§ The request
Write out each of the records below word for word, in the same order.
++++
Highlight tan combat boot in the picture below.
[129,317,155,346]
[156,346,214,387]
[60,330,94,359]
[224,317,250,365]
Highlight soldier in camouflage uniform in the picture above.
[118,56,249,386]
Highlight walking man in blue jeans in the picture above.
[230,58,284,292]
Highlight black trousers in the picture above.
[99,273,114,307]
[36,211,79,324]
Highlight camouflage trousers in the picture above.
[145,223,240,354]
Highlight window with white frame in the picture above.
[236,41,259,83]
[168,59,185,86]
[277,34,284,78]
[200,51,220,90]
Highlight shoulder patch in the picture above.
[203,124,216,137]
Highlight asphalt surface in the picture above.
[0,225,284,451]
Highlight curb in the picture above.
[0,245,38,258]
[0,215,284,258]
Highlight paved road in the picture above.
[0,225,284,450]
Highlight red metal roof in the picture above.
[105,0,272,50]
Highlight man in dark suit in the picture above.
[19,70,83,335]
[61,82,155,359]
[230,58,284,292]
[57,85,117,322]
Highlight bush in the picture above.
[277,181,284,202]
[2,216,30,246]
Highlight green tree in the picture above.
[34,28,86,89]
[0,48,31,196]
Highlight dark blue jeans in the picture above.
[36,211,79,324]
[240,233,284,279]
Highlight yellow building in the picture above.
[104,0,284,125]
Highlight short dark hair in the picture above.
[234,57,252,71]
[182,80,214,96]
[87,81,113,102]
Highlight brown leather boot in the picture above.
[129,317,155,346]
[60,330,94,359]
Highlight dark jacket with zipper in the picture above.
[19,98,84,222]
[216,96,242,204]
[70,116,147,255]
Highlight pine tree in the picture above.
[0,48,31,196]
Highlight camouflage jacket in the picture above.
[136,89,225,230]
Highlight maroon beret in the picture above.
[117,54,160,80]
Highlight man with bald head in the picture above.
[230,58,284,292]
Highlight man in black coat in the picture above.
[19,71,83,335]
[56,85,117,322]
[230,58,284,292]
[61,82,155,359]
++++
§ Written solution
Highlight tan combat boot in the picture below.
[129,317,155,346]
[156,346,214,387]
[60,330,94,359]
[224,317,250,365]
Highlight soldier in camouflage uniform in the picture above.
[118,56,249,386]
Highlight walking man in blue jeans in the picture above.
[230,58,284,292]
Highlight black trousers in the picture above.
[99,273,114,307]
[36,211,79,324]
Highlight camouflage trousers in the picture above.
[145,223,240,354]
Highlight window with white frame in the picture above.
[236,41,259,83]
[168,59,185,86]
[277,34,284,78]
[200,51,220,90]
Highlight shoulder patch in the picture above.
[203,124,216,137]
Highlight asphalt surface in the picture above.
[0,225,284,451]
Highlight curb in the picture above.
[0,245,38,258]
[0,215,284,258]
Highlight paved road in the picture above.
[0,225,284,450]
Highlight red metal roof in the picture above.
[105,0,272,50]
Highlight man in dark suit in the picture above.
[19,70,83,335]
[61,82,155,359]
[230,58,284,292]
[57,85,117,322]
Highlight bush in the picture above.
[277,181,284,202]
[2,216,30,246]
Highlight green tree in the picture above.
[34,28,86,89]
[0,48,31,196]
Highlight dark blue jeans in the picture above.
[36,211,79,324]
[240,233,284,279]
Highlight yellow building in the picture above.
[104,0,284,125]
Highlight short dark hair in the picture above.
[234,57,252,71]
[182,80,214,96]
[87,81,113,102]
Highlight brown leather boot in the picture above.
[129,317,155,346]
[60,330,94,359]
Highlight dark jacket with zipper in the picture above.
[19,98,84,222]
[216,96,242,204]
[70,116,147,255]
Highlight pine tree in the picture above.
[0,48,31,196]
Highlight camouflage jacket in the picture above.
[136,89,225,230]
Highlight maroon beret in the picture above.
[117,54,160,80]
Highlight man with bald head in the picture above.
[230,58,284,292]
Highlight man in black coat in the picture above.
[19,71,83,335]
[56,85,117,322]
[230,58,284,292]
[61,82,155,359]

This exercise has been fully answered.